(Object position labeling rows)
********

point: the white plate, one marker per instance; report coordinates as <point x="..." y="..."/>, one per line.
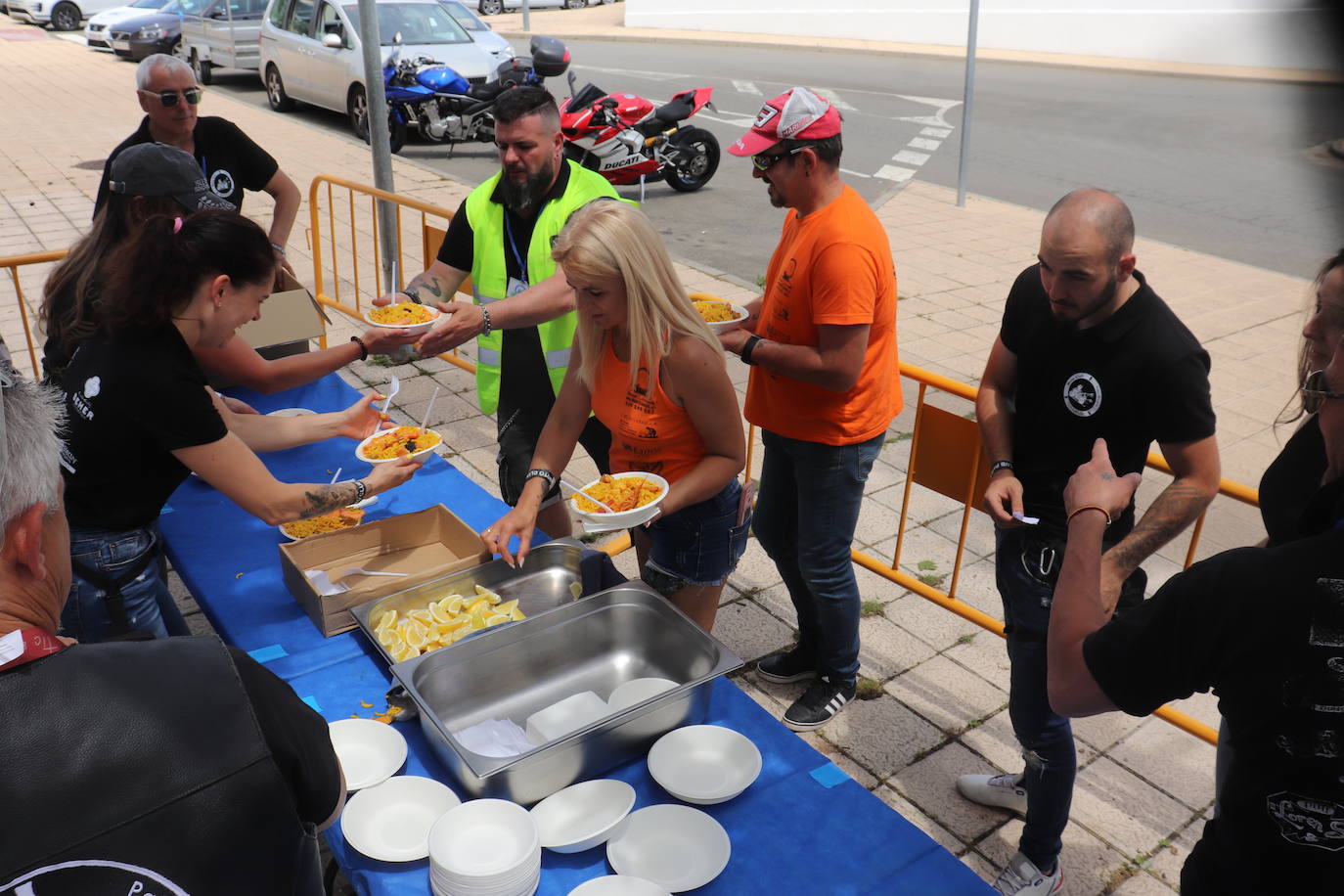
<point x="409" y="328"/>
<point x="603" y="520"/>
<point x="584" y="814"/>
<point x="359" y="449"/>
<point x="618" y="885"/>
<point x="637" y="691"/>
<point x="675" y="846"/>
<point x="723" y="327"/>
<point x="391" y="821"/>
<point x="369" y="751"/>
<point x="482" y="841"/>
<point x="704" y="765"/>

********

**DIRECTION**
Could you write these rows out again with "white plate" swapped for "ceramic bowl", keeping everything else the same and leaving out the pictures?

**ANSWER TO THIS PROBLEM**
point: the ceramic bowl, one marker per instance; report coordinates as <point x="..." y="..."/>, one per line.
<point x="409" y="328"/>
<point x="603" y="520"/>
<point x="584" y="814"/>
<point x="359" y="449"/>
<point x="618" y="885"/>
<point x="637" y="691"/>
<point x="675" y="846"/>
<point x="723" y="327"/>
<point x="391" y="821"/>
<point x="369" y="751"/>
<point x="482" y="841"/>
<point x="704" y="765"/>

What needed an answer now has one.